Selected excerpt:
- - - -

@chengsu  Thanks for fixing the issue so quickly!
But I got another problem running my code using a large jsonl file (~75GB). The data can be found here. For a small jsonl file (~106MB), the code worked out fine.
Code:
from pyarrow import fs
import ray 
from pprint import pprint
from pyarrow import json
import os 
CLASSPATH = os.popen('$HADOOP_HOME/bin/hadoop classpath --glob').read() 
ray.init(address='auto', runtime_env={"env_vars": {'CLASSPATH':CLASSPATH}})
pprint(ray.cluster_resources())
num_nodes = len(ray.nodes())
read_options = json.ReadOptions(block_size = 10 << 20)
path = '/redpajama/stackexchange.jsonl'
hdfs = fs.HadoopFileSystem.from_uri("hdfs://10.165.9.53:9000/?user=root")
with hdfs.open_input_file(path) as f:
    table = json.read_json(f, read_options=read_options)
ray_data = ray.data.from_arrow(table)
print(ray_data)
ray_dataset = ray_data.repartition(360)
tokenized_data = ray_data.map_batches(preprocess_megatron, batch_format="numpy", batch_size=None)
tokenized_data.materialize()
Log:
MaterializedDataset(
   num_blocks=1,
   num_rows=29825086,
   schema={
      text: string,
      meta...: struct<language: string, url: string, timestamp: timestamp[s], source: string, question_score: string>
   }
)
2023-07-24 02:53:37,700 INFO streaming_executor.py:92 -- Executing DAG InputDataBuffer[Input] -> TaskPoolMapOperator[MapBatches(preprocess_megatron)]
2023-07-24 02:53:37,700 INFO streaming_executor.py:93 -- Execution config: ExecutionOptions(resource_limits=ExecutionResources(cpu=None, gpu=None, object_store_memory=None), locality_with_output=False, preserve_order=False, actor_locality_enabled=True, verbose_progress=False)
2023-07-24 02:53:37,701 INFO streaming_executor.py:95 -- Tip: For detailed progress reporting, run `ray.data.DataContext.get_current().execution_options.verbose_progress = True`
(MapBatches(preprocess_megatron) pid=265432) Task failed with retryable exception: TaskID(c26a4eb1b95b821fffffffffffffffffffffffff19000000).

- - - -

Provided material:
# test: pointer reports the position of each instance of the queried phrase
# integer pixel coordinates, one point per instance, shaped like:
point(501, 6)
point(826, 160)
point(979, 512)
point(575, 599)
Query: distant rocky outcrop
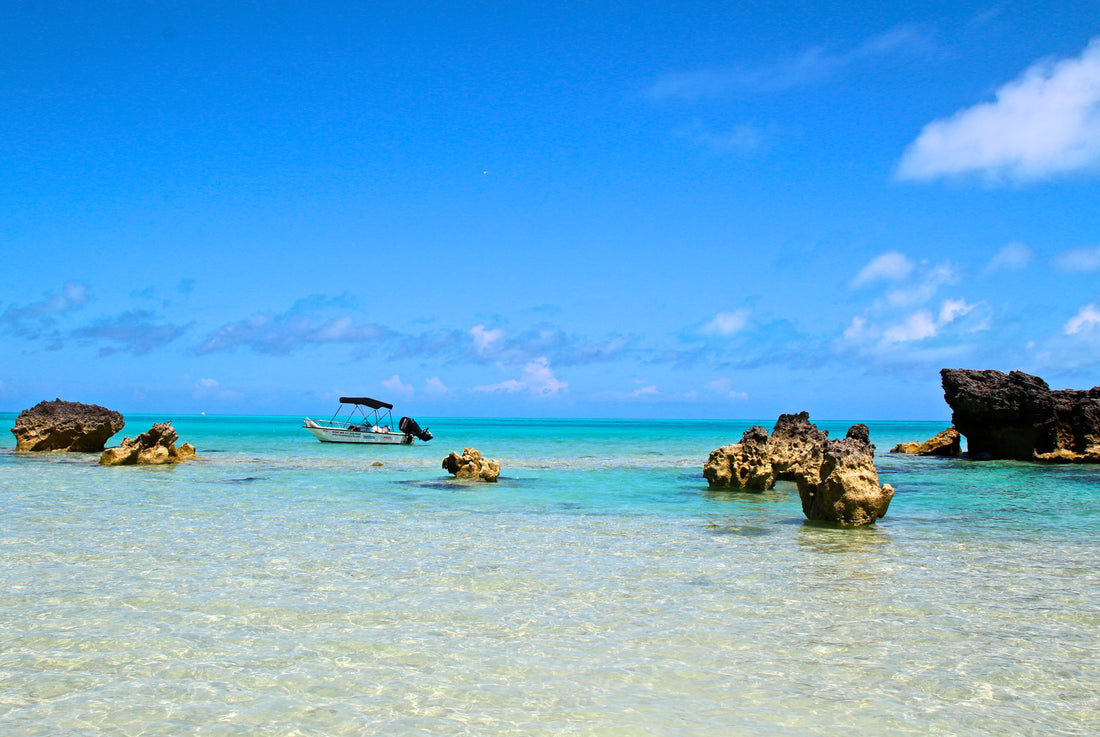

- - - -

Aim 1:
Answer these about the forum post on reading a large jsonl file with Ray:
(a) About how large is the jsonl file that caused the new problem?
(b) What block size is passed to json.ReadOptions in the code?
(c) How many rows does the log report for the MaterializedDataset?
Aim 2: Carry on with the forum post about reading a large jsonl file with Ray, starting after its last line.
The rows can be left aside here.

Task response 1:
(a) About 75GB.
(b) 10 << 20.
(c) 29825086.

Task response 2:
(MapBatches(preprocess_megatron) pid=265432) Traceback (most recent call last):                                    
(MapBatches(preprocess_megatron) pid=265432)   File "python/ray/_raylet.pyx", line 1191, in ray._raylet.execute_dynamic_generator_and_store_task_outputs
(MapBatches(preprocess_megatron) pid=265432)   File "python/ray/_raylet.pyx", line 3680, in ray._raylet.CoreWorker.store_task_outputs
(MapBatches(preprocess_megatron) pid=265432)   File "/opt/conda/lib/python3.10/site-packages/ray/data/_internal/execution/operators/map_operator.py", line 415, in _map_task
(MapBatches(preprocess_megatron) pid=265432)     for b_out in fn(iter(blocks), ctx):                               
(MapBatches(preprocess_megatron) pid=265432)   File "/opt/conda/lib/python3.10/site-packages/ray/data/_internal/planner/plan_udf_map_op.py", line 76, in do_map
(MapBatches(preprocess_megatron) pid=265432)     yield from transform_fn(blocks, ctx, *fn_args, **fn_kwargs)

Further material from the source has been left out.